Assigned task: Below are entries to be transcribed exactly; exclude the pictures from the copy.

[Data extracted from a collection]
───
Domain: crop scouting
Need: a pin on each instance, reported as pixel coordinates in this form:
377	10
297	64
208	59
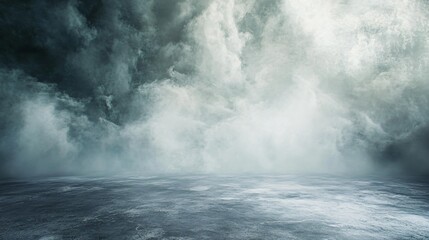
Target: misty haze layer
168	86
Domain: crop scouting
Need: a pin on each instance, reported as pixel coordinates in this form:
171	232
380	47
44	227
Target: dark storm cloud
217	86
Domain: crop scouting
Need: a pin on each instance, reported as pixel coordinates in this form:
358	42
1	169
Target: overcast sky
222	86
───
Answer space:
Domain: crop scouting
Need: a pin on each instance, reported as pixel coordinates in this form:
377	10
297	64
208	59
Target: misty haze layer
168	86
Domain: crop scouting
Need: a pin on each instance, reported as pixel coordinates in this form:
171	232
380	47
44	227
Target: dark storm cloud
217	86
Domain: crop scouting
Need: a pin on each instance, reported as pixel coordinates in this form:
358	42
1	169
Target: overcast sky
222	86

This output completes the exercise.